▶ [Problem to work on]: In the records starting at the line containing "The service MUST place a point on the dark" and ending at the line containing "x=1052, y=427", change "dormer window" to "roof window" and leave everything else as it is. Return only those lines.

(Point annotation dataset records)
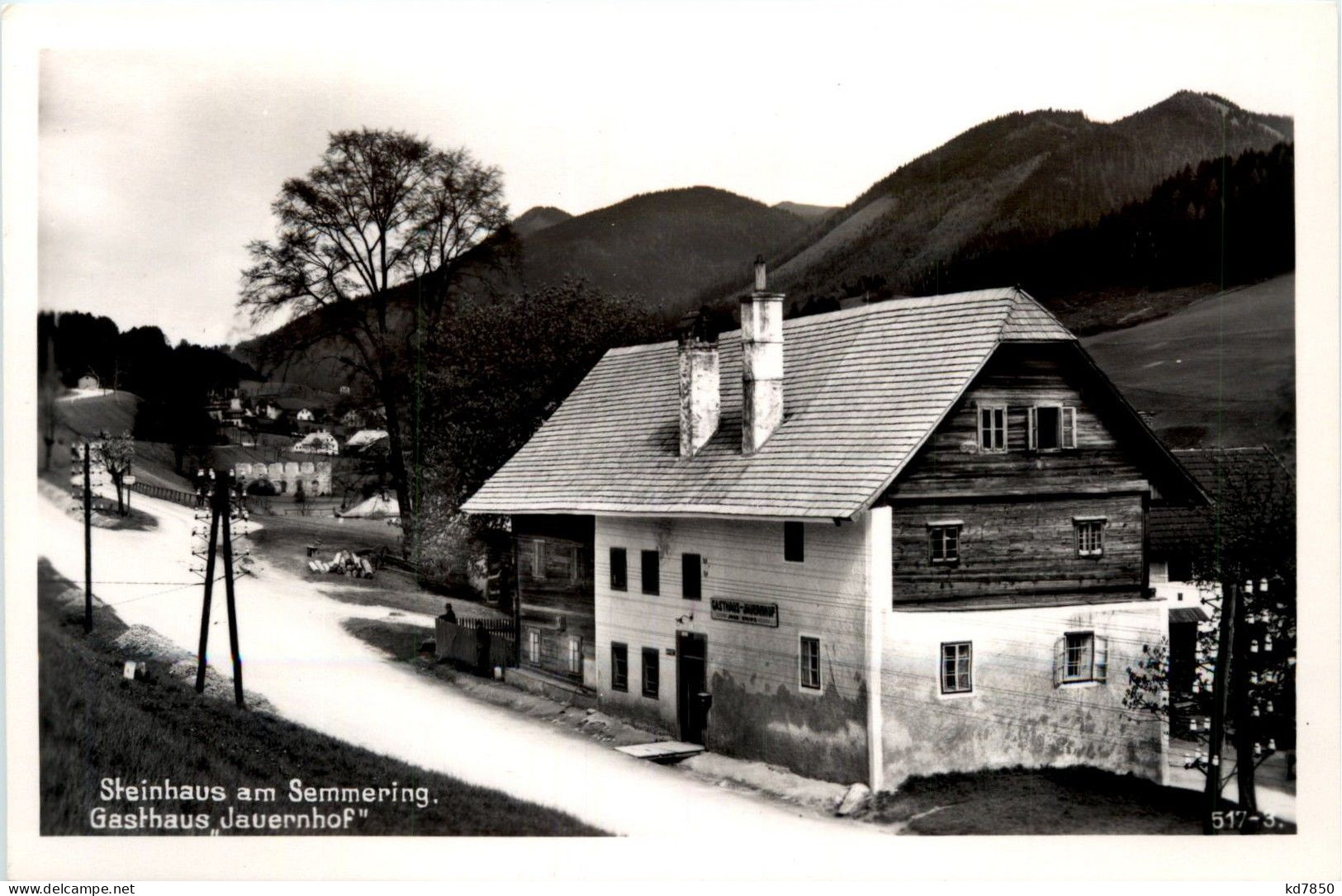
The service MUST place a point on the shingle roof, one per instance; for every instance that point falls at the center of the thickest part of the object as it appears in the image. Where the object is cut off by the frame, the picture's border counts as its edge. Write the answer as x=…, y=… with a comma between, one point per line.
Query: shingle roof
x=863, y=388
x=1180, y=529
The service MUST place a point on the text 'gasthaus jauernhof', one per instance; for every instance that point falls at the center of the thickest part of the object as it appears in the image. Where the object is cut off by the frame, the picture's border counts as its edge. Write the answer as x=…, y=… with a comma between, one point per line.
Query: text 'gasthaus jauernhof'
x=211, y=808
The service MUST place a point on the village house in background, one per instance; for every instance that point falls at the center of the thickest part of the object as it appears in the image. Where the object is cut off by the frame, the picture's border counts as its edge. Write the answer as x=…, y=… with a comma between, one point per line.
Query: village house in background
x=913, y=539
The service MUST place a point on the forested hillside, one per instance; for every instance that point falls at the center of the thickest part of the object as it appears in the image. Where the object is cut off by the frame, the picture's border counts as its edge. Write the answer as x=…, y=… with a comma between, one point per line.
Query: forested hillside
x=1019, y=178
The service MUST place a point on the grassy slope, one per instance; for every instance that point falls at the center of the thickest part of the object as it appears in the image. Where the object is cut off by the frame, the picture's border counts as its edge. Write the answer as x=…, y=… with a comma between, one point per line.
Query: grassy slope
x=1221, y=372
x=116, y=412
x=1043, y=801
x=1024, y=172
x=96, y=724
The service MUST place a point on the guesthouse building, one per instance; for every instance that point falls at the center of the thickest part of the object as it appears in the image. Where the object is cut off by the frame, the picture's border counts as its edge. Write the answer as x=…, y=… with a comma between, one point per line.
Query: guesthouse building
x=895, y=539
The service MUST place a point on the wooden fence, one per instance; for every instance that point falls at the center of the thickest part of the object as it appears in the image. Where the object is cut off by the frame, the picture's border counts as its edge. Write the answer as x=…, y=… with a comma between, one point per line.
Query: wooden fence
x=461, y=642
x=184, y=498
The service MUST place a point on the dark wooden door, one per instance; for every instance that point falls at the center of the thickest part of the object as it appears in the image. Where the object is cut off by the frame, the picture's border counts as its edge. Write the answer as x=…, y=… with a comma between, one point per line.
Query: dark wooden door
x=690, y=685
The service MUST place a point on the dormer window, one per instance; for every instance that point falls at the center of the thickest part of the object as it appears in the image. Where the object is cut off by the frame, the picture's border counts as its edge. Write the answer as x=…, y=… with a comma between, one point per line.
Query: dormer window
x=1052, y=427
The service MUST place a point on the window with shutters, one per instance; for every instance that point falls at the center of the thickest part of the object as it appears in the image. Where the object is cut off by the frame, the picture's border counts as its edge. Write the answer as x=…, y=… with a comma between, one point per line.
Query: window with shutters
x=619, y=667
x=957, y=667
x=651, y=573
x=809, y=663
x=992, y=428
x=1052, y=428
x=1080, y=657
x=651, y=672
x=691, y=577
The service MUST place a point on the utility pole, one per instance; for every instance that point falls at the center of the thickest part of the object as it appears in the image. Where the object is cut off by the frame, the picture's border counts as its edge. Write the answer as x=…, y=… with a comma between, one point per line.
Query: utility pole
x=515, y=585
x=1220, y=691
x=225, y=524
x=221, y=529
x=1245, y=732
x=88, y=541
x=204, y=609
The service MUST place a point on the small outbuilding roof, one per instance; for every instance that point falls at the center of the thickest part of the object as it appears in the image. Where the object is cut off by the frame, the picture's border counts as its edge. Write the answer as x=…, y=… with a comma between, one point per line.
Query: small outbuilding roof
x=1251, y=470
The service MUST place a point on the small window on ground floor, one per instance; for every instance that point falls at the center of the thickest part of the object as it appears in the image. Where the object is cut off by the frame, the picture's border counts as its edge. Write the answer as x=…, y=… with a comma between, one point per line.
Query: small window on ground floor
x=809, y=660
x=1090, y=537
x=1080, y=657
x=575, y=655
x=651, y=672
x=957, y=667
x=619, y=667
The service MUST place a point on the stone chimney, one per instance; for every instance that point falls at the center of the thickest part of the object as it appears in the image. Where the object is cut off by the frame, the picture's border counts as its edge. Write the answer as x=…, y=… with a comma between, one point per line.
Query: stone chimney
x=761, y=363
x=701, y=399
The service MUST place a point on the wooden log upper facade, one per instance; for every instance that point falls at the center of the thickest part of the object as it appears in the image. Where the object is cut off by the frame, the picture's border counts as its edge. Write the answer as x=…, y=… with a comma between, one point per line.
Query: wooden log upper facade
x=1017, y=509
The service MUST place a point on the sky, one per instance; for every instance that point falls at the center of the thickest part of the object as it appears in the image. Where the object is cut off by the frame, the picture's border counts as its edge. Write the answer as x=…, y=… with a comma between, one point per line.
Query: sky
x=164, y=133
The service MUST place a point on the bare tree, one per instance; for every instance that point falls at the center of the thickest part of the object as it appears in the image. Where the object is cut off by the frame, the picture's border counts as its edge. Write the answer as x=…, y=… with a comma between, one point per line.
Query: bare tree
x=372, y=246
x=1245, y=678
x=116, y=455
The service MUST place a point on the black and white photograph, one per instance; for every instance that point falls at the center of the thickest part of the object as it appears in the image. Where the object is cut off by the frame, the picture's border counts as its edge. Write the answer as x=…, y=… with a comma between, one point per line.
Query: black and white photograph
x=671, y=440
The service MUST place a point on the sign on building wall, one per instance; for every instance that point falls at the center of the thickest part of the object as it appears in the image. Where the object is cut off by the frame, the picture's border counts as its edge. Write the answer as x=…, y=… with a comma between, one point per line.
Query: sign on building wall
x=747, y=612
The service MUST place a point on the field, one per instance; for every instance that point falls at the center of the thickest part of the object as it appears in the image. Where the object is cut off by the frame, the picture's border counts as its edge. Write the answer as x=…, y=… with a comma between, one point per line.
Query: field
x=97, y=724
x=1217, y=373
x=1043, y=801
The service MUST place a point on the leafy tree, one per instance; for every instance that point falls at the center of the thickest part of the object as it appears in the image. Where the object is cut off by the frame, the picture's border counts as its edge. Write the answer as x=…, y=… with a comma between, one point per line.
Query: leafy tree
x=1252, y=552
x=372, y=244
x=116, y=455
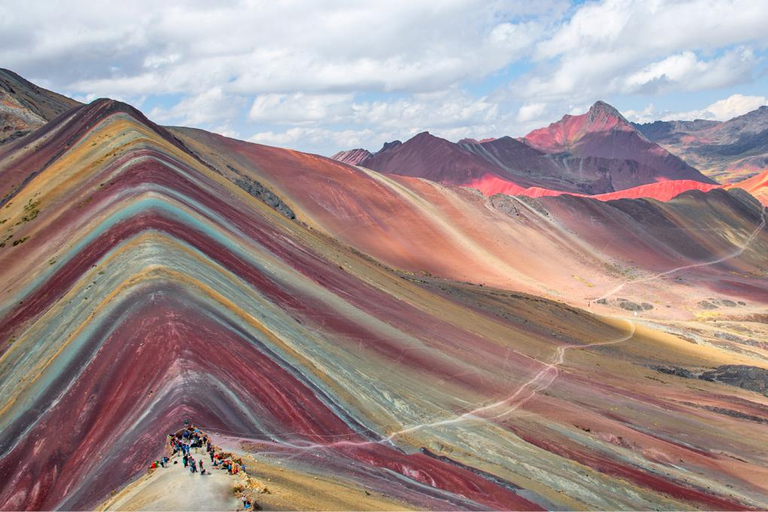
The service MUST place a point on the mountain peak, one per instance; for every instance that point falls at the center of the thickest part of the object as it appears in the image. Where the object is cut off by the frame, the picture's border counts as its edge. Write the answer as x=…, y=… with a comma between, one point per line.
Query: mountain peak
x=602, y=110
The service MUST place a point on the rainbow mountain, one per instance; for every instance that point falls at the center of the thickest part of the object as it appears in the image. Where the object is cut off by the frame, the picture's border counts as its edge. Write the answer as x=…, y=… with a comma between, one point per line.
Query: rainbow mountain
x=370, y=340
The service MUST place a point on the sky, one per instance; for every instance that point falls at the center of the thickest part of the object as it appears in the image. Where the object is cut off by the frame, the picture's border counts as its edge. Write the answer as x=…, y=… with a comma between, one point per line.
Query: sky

▶ [Solution for this task]:
The service MUST place a point on the dark wooden door, one per instance; for every instance that point falls at the center of the thickest part of the object as it appears in the image. Where the object is cut off by the frame, the picture's border counts as its edge. Write the answer as x=…, y=… with a comma between, one point per line.
Query: dark wooden door
x=690, y=685
The service MUST place a point on the roof window, one per instance; for every instance that point falls at the center of the thickest part of the object as it appears in the image. Where the object is cut off by the frame, the picture's border counts as its edge. Write the answer as x=…, y=… with a comma between, one point per line.
Query: roof window
x=1052, y=427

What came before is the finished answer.